[Given problem]
Please write out, word for word, the lines of the listing below, starting at the line that contains "Locate the bridge" and ending at the last line of the listing.

[Recorded data]
• • • •

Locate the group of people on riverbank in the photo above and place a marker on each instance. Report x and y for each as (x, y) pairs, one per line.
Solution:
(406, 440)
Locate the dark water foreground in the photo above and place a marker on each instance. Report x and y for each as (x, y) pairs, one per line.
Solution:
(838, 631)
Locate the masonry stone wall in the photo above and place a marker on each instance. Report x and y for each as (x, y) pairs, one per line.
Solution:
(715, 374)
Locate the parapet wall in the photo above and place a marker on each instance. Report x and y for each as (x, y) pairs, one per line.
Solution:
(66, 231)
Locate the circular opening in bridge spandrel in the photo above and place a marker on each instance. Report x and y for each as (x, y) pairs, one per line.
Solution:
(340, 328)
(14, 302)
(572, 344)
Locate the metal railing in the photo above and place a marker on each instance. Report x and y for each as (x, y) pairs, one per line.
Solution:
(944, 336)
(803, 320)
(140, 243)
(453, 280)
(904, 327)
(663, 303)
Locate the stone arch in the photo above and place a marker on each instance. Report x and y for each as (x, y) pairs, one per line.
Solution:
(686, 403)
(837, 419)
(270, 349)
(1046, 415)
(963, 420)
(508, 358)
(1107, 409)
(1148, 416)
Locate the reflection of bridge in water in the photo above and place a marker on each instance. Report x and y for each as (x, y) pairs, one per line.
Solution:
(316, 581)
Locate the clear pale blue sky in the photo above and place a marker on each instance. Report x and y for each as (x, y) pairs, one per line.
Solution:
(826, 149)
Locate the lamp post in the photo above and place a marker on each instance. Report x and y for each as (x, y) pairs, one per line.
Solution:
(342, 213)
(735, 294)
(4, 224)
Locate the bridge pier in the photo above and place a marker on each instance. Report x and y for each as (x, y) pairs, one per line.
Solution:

• • • •

[The answer]
Locate the bridge pier in the photo above and place a marker on each instance. Report x and y for each as (x, y) pairs, one per line.
Solution:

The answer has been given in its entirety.